'''
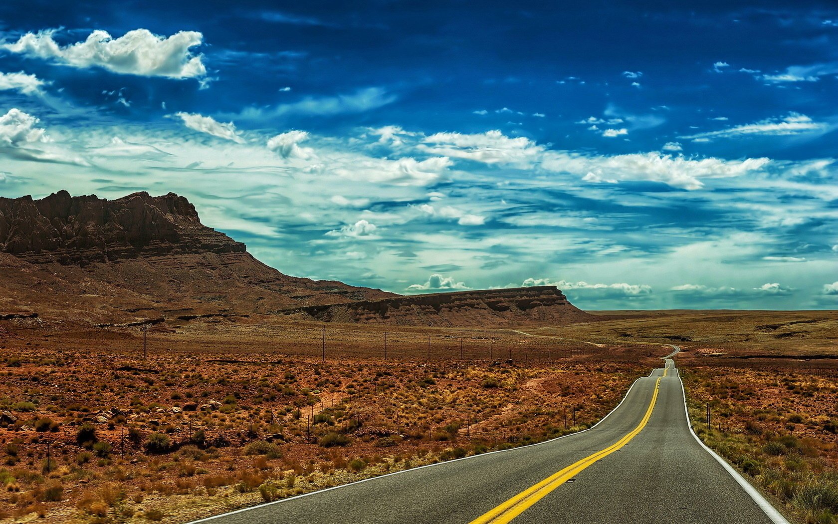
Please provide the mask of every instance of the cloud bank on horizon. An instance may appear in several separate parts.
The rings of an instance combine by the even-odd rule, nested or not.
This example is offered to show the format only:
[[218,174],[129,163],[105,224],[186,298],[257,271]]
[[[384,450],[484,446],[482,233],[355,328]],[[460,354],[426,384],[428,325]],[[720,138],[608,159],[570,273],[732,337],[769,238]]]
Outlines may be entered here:
[[829,2],[100,4],[0,5],[0,195],[174,191],[396,293],[838,308]]

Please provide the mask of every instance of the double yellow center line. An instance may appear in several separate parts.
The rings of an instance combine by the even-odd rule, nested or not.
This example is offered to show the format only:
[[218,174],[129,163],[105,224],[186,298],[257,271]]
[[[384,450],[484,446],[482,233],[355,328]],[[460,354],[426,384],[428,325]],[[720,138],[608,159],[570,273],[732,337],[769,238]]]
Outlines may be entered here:
[[605,449],[601,449],[593,454],[588,455],[582,460],[572,464],[564,470],[550,475],[538,484],[521,491],[509,501],[474,519],[471,521],[471,524],[486,524],[489,522],[492,524],[502,524],[509,522],[523,513],[528,507],[546,496],[548,493],[570,479],[572,479],[585,468],[628,444],[628,441],[634,438],[646,426],[646,423],[651,418],[652,409],[654,408],[654,402],[658,400],[660,379],[666,376],[667,369],[664,368],[664,374],[654,382],[654,392],[652,393],[652,400],[649,402],[649,408],[646,410],[646,414],[640,420],[640,423],[634,429],[631,430],[630,433]]

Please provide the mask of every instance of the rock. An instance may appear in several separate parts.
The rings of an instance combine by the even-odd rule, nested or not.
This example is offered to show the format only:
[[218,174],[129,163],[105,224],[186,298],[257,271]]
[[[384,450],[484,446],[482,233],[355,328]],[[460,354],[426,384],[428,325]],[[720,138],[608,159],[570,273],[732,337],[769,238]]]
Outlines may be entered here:
[[14,424],[18,422],[18,418],[12,414],[12,412],[4,411],[0,412],[0,424]]

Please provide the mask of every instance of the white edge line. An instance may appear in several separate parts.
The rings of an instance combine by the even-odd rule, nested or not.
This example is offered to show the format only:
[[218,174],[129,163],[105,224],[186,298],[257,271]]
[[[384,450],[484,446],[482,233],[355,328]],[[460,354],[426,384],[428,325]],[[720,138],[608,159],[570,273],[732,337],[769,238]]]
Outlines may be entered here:
[[696,432],[692,430],[692,424],[690,423],[690,412],[687,411],[686,408],[686,392],[684,391],[684,381],[681,380],[680,372],[678,373],[678,381],[680,382],[681,394],[684,396],[684,412],[686,414],[686,425],[687,428],[690,428],[690,433],[692,433],[693,438],[696,438],[696,442],[697,442],[699,445],[704,448],[707,453],[716,459],[716,462],[721,464],[722,466],[727,470],[727,473],[731,474],[733,480],[736,480],[743,490],[745,490],[746,493],[751,495],[751,498],[757,503],[759,509],[763,510],[763,512],[765,513],[769,519],[771,519],[772,522],[774,524],[789,524],[789,521],[787,521],[785,517],[783,516],[780,512],[771,505],[770,502],[766,501],[765,497],[763,497],[759,491],[751,485],[750,482],[743,479],[742,476],[739,475],[738,471],[734,470],[731,464],[727,464],[727,460],[720,457],[715,451],[708,448],[706,444],[701,442],[701,439],[698,438]]
[[[604,421],[606,418],[608,418],[608,417],[610,417],[612,413],[613,413],[615,411],[617,411],[618,409],[619,409],[620,406],[623,405],[623,402],[624,402],[626,401],[626,399],[628,398],[628,394],[631,393],[631,390],[634,388],[634,385],[637,384],[639,381],[640,381],[641,380],[643,380],[644,378],[650,377],[652,376],[652,373],[654,373],[654,371],[656,370],[658,370],[658,369],[660,369],[660,368],[654,368],[654,369],[653,369],[651,371],[651,372],[649,374],[648,376],[641,376],[640,378],[639,378],[636,381],[634,381],[634,382],[632,382],[631,387],[628,388],[628,391],[626,392],[626,394],[623,397],[623,400],[620,401],[619,404],[617,404],[616,407],[614,407],[613,409],[612,409],[611,411],[609,411],[608,413],[605,417],[603,417],[602,418],[600,418],[599,422],[597,422],[597,423],[595,423],[594,425],[591,426],[590,428],[588,428],[587,429],[582,429],[582,431],[577,431],[576,433],[567,433],[566,435],[561,435],[561,437],[556,437],[556,438],[551,438],[550,440],[542,440],[541,442],[536,442],[535,444],[527,444],[525,446],[518,446],[517,448],[510,448],[509,449],[498,449],[496,451],[489,451],[489,453],[482,453],[482,454],[480,454],[478,455],[469,455],[468,457],[462,457],[460,459],[454,459],[453,460],[446,460],[446,461],[443,461],[443,462],[435,462],[433,464],[425,464],[423,466],[417,466],[416,468],[411,468],[409,470],[402,470],[401,471],[394,471],[392,473],[387,473],[385,475],[378,475],[378,476],[375,476],[375,477],[370,477],[368,479],[361,479],[360,480],[355,480],[354,482],[349,482],[348,484],[341,484],[340,485],[334,485],[334,486],[332,486],[330,488],[323,488],[323,490],[318,490],[316,491],[310,491],[308,493],[303,493],[303,495],[295,495],[294,496],[290,496],[290,497],[288,497],[287,499],[281,499],[279,501],[273,501],[272,502],[265,502],[264,504],[257,504],[256,506],[248,506],[248,507],[243,507],[241,509],[235,510],[233,511],[228,511],[227,513],[220,513],[219,515],[214,515],[212,516],[207,516],[207,517],[204,517],[204,518],[202,518],[202,519],[198,519],[197,521],[190,521],[187,522],[186,524],[198,524],[199,522],[207,522],[207,521],[217,519],[217,518],[221,518],[221,517],[225,517],[225,516],[230,516],[230,515],[235,515],[236,513],[243,513],[245,511],[250,511],[251,510],[256,510],[256,509],[259,509],[259,508],[263,508],[263,507],[266,507],[268,506],[273,506],[275,504],[282,504],[282,502],[287,502],[288,501],[293,501],[295,499],[301,499],[301,498],[303,498],[304,496],[310,496],[312,495],[318,495],[319,493],[325,493],[326,491],[331,491],[332,490],[339,490],[340,488],[345,488],[347,486],[354,485],[356,485],[356,484],[361,484],[362,482],[368,482],[370,480],[376,480],[378,479],[383,479],[384,477],[389,477],[391,475],[399,475],[400,473],[409,473],[411,471],[417,471],[417,470],[422,470],[424,468],[430,468],[430,467],[432,467],[432,466],[439,466],[439,465],[443,465],[443,464],[452,464],[453,462],[458,462],[460,460],[468,460],[468,459],[477,459],[478,457],[485,457],[486,455],[490,455],[490,454],[496,454],[496,453],[504,453],[504,451],[515,451],[515,450],[524,449],[525,448],[530,448],[530,447],[532,447],[532,446],[538,446],[540,444],[546,444],[550,443],[550,442],[555,442],[556,440],[560,440],[561,438],[564,438],[565,437],[572,437],[573,435],[578,435],[580,433],[585,433],[586,431],[590,431],[591,429],[593,429],[594,428],[596,428],[597,426],[598,426],[599,424],[601,424],[603,423],[603,421]],[[689,421],[689,418],[688,418],[688,421]],[[781,523],[778,522],[777,524],[781,524]],[[785,522],[785,524],[789,524],[789,523]]]

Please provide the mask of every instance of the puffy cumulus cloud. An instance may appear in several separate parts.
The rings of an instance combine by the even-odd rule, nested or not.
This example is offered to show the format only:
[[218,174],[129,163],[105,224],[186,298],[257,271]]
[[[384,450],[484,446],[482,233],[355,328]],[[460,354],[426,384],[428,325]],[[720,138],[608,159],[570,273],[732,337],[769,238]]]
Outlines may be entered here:
[[56,146],[38,127],[37,117],[17,108],[0,117],[0,154],[22,160],[88,165],[71,151]]
[[401,126],[385,126],[383,127],[370,127],[368,131],[370,135],[377,136],[378,143],[389,144],[394,148],[404,145],[404,138],[406,137],[416,137],[419,133],[405,131]]
[[732,138],[755,135],[798,135],[805,132],[825,131],[826,129],[828,129],[828,126],[825,123],[814,122],[806,115],[791,112],[785,117],[767,118],[753,124],[735,126],[727,129],[709,131],[694,135],[685,135],[680,137],[695,140],[701,138]]
[[603,131],[603,136],[608,137],[609,138],[613,138],[614,137],[619,137],[620,135],[628,135],[628,130],[625,127],[621,127],[619,129],[606,129]]
[[288,131],[280,133],[267,141],[267,148],[276,151],[283,158],[306,159],[314,156],[311,148],[301,148],[299,143],[308,139],[305,131]]
[[587,168],[582,177],[587,182],[617,183],[625,180],[663,182],[684,189],[698,189],[704,186],[702,178],[729,178],[759,171],[770,160],[768,158],[747,158],[745,160],[722,160],[714,157],[701,159],[687,158],[657,153],[631,153],[610,157],[558,156],[550,163],[555,169],[566,169],[578,172]]
[[328,236],[350,236],[353,238],[378,238],[375,230],[378,227],[365,220],[360,220],[354,224],[347,224],[340,229],[332,230],[326,233]]
[[422,142],[421,148],[426,151],[483,163],[530,163],[544,152],[543,146],[526,137],[512,138],[497,129],[475,134],[437,132]]
[[23,95],[38,95],[41,92],[44,80],[34,75],[0,72],[0,91],[17,91]]
[[616,294],[621,294],[628,297],[648,295],[652,293],[652,287],[648,284],[628,284],[625,283],[615,283],[613,284],[598,284],[598,283],[592,284],[587,282],[567,282],[566,280],[560,280],[556,283],[551,283],[550,285],[555,285],[562,291],[578,290],[578,289],[593,290],[601,292],[604,291],[604,292],[613,292],[613,293]]
[[559,287],[559,283],[553,282],[550,278],[527,278],[521,283],[522,288],[533,288],[535,286],[555,286]]
[[[758,73],[759,71],[752,71]],[[763,80],[774,84],[785,82],[816,82],[821,76],[838,73],[838,62],[813,64],[811,65],[791,65],[782,73],[763,75]]]
[[202,55],[191,48],[200,45],[197,31],[180,31],[169,37],[147,29],[134,29],[114,39],[106,31],[92,32],[84,42],[61,47],[54,31],[27,33],[3,47],[12,53],[51,60],[77,68],[101,67],[114,73],[168,78],[196,78],[206,75]]
[[422,284],[411,284],[408,290],[427,291],[429,289],[471,289],[465,283],[457,282],[452,277],[444,277],[439,273],[431,275],[427,282]]
[[205,132],[225,140],[232,140],[237,143],[244,143],[245,142],[231,122],[216,122],[212,117],[204,117],[198,113],[177,112],[174,113],[174,116],[179,117],[184,122],[184,125],[189,129]]
[[354,157],[340,158],[339,165],[332,170],[350,180],[427,185],[441,180],[451,165],[451,159],[447,157],[432,157],[422,161],[410,157],[396,160]]
[[696,295],[711,298],[713,297],[727,298],[732,297],[757,297],[764,296],[766,294],[787,295],[791,293],[794,290],[791,288],[782,286],[778,283],[764,283],[758,288],[745,289],[731,288],[728,286],[713,288],[705,286],[703,284],[681,284],[679,286],[673,286],[670,288],[670,291],[680,294]]
[[419,210],[427,213],[432,216],[455,219],[457,220],[457,223],[460,226],[482,226],[486,222],[485,216],[466,213],[465,211],[452,205],[445,205],[437,210],[429,204],[422,204],[416,206],[416,208]]
[[39,122],[37,117],[18,108],[9,109],[0,117],[0,144],[19,148],[47,142],[46,130],[36,127]]

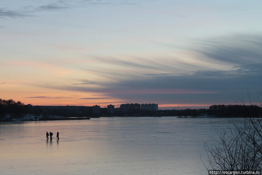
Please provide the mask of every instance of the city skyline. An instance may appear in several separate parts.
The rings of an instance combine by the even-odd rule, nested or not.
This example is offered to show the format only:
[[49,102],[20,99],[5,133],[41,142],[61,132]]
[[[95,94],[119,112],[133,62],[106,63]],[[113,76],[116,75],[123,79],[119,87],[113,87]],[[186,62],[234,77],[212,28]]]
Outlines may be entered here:
[[5,1],[2,99],[199,108],[261,90],[261,1]]

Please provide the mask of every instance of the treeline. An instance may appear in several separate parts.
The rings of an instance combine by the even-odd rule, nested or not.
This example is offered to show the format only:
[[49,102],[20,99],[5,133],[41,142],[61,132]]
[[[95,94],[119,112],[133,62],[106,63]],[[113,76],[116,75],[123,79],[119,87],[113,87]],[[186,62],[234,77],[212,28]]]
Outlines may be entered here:
[[25,105],[20,101],[0,99],[0,119],[9,115],[10,118],[23,118],[25,114],[39,116],[56,116],[64,117],[90,117],[118,116],[178,116],[197,117],[210,116],[218,117],[258,117],[262,116],[262,108],[255,105],[214,105],[208,109],[159,110],[141,111],[135,113],[123,114],[115,109],[115,113],[109,114],[106,108],[101,108],[100,114],[93,114],[92,106],[44,106]]
[[16,102],[12,99],[8,100],[0,99],[0,118],[6,114],[20,116],[28,111],[26,105],[20,101]]
[[155,113],[159,116],[180,117],[208,116],[217,117],[257,117],[262,116],[262,108],[255,105],[213,105],[208,109],[160,110]]

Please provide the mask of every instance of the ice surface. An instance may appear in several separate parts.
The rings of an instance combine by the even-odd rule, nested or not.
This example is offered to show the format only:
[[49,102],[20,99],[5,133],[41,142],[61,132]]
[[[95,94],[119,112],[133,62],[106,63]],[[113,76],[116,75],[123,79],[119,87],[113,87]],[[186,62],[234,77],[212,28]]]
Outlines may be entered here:
[[228,125],[172,117],[0,123],[0,174],[207,174],[204,142]]

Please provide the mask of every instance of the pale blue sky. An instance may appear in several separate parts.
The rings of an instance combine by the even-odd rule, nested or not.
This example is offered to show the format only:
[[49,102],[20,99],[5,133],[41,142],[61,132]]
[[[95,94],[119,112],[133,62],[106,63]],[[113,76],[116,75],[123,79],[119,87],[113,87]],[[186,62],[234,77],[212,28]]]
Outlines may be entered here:
[[[1,2],[1,98],[189,106],[261,89],[261,1]],[[26,98],[45,96],[65,98]]]

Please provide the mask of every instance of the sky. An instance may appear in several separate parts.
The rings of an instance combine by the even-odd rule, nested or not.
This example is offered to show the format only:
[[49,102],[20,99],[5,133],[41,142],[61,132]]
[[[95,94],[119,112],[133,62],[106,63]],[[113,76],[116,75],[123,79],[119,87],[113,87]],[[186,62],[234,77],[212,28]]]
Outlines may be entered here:
[[2,99],[196,108],[262,90],[261,1],[0,2]]

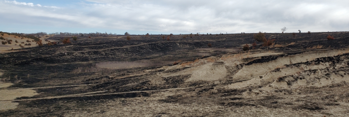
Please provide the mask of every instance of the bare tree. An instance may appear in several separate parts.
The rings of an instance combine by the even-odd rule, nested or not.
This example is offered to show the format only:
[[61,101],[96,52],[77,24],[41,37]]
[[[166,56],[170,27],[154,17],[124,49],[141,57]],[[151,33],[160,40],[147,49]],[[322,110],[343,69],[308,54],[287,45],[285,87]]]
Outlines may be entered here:
[[287,30],[287,28],[286,28],[286,27],[284,27],[284,28],[281,28],[281,31],[282,31],[282,33],[283,33],[286,30]]

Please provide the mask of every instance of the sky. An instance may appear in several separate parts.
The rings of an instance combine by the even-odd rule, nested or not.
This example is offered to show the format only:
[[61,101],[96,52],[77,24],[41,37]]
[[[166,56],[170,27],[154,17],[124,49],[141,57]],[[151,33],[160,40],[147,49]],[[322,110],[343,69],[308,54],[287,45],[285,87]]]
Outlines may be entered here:
[[0,31],[123,34],[349,31],[349,0],[0,0]]

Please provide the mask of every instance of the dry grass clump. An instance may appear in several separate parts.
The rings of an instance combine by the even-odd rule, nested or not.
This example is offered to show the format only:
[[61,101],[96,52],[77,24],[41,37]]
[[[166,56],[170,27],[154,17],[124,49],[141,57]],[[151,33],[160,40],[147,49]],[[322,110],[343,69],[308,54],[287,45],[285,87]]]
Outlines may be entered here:
[[127,36],[126,37],[126,39],[127,39],[127,40],[131,40],[131,37],[130,37],[130,36]]
[[207,46],[208,46],[208,47],[211,47],[212,46],[212,44],[211,44],[211,43],[209,43],[208,44],[207,44]]
[[262,44],[262,45],[263,46],[269,46],[270,45],[273,45],[274,44],[274,41],[275,41],[275,39],[270,39],[269,38],[267,40],[265,38],[263,39],[263,43]]
[[70,38],[69,38],[69,37],[64,37],[64,38],[63,38],[63,40],[61,40],[61,41],[62,41],[62,42],[64,44],[67,44],[68,43],[70,43],[71,42],[70,42]]
[[322,47],[322,45],[315,45],[313,47],[307,47],[307,49],[318,49],[321,48]]
[[[39,45],[39,46],[42,46],[43,45],[44,45],[44,44],[43,44],[42,41],[43,41],[42,40],[40,40],[39,41],[36,42],[36,43],[38,44],[38,45]],[[69,43],[70,43],[70,42],[69,41]],[[64,42],[63,42],[63,43],[64,43]]]
[[253,35],[253,39],[259,42],[263,41],[265,39],[267,39],[267,38],[265,38],[265,34],[262,33],[262,32],[261,31],[259,31],[258,33]]
[[328,36],[327,36],[327,37],[326,38],[327,38],[327,39],[328,40],[334,39],[334,37],[333,37],[333,36],[331,36],[329,35],[328,35]]
[[245,51],[250,50],[250,46],[248,46],[248,44],[246,44],[246,45],[244,45],[242,50]]

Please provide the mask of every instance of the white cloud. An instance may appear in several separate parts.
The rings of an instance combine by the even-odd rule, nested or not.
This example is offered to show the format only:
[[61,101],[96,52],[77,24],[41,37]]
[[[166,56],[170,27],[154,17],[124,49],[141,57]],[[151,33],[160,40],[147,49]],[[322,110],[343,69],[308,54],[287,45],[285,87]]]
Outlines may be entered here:
[[[70,27],[175,34],[280,32],[280,29],[283,27],[289,29],[287,32],[298,29],[313,32],[349,31],[349,7],[346,6],[349,1],[346,0],[86,1],[89,2],[54,10],[47,9],[59,8],[0,5],[0,13],[20,14],[25,18],[7,18],[10,23],[13,20],[54,27],[64,24]],[[35,6],[31,3],[5,1],[7,4]]]

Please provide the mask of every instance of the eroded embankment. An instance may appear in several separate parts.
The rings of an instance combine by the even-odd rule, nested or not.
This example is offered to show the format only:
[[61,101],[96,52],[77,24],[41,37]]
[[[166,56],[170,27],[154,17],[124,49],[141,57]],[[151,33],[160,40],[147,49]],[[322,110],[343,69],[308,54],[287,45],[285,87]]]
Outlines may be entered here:
[[[346,49],[305,52],[244,66],[234,78],[249,80],[227,87],[254,87],[290,94],[298,92],[299,88],[346,83],[349,82],[348,52]],[[248,73],[253,74],[242,74]],[[346,102],[348,100],[349,97],[341,100]]]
'''
*Problem details*. Set down the items again, character for character, starting at the line that contains "Please provide the mask of every instance of the bare" and ending after the line that contains "[[0,31],[123,34],[349,31],[349,0],[0,0]]".

*Response to this exercise*.
Please provide the mask of every instance of the bare tree. An instance may appear in several separate parts.
The rings of an instance combine by the even-odd rule, nested or not.
This example is offered to show the format only:
[[61,101],[96,52],[77,24],[41,37]]
[[[166,56],[170,27],[154,17],[124,49],[141,57]],[[151,33],[160,40],[147,49]],[[322,110],[343,69],[308,54],[287,45],[285,87]]]
Outlines may be entered here:
[[287,30],[287,28],[286,28],[286,27],[284,27],[284,28],[281,28],[281,31],[282,31],[282,33],[283,33],[286,30]]

Please provide the mask of every instance of the sky. An instance may appear in several separate parts.
The rings of an instance combine by the even-odd rule, nested or not.
This example is offered to show the format only:
[[61,101],[96,52],[77,24],[41,37]]
[[[166,56],[170,27],[154,17],[124,49],[141,57]],[[151,33],[160,40],[147,49]],[[322,110],[343,69],[308,54],[287,45],[285,87]]]
Outlines may be entered here:
[[0,31],[123,34],[349,31],[349,0],[0,0]]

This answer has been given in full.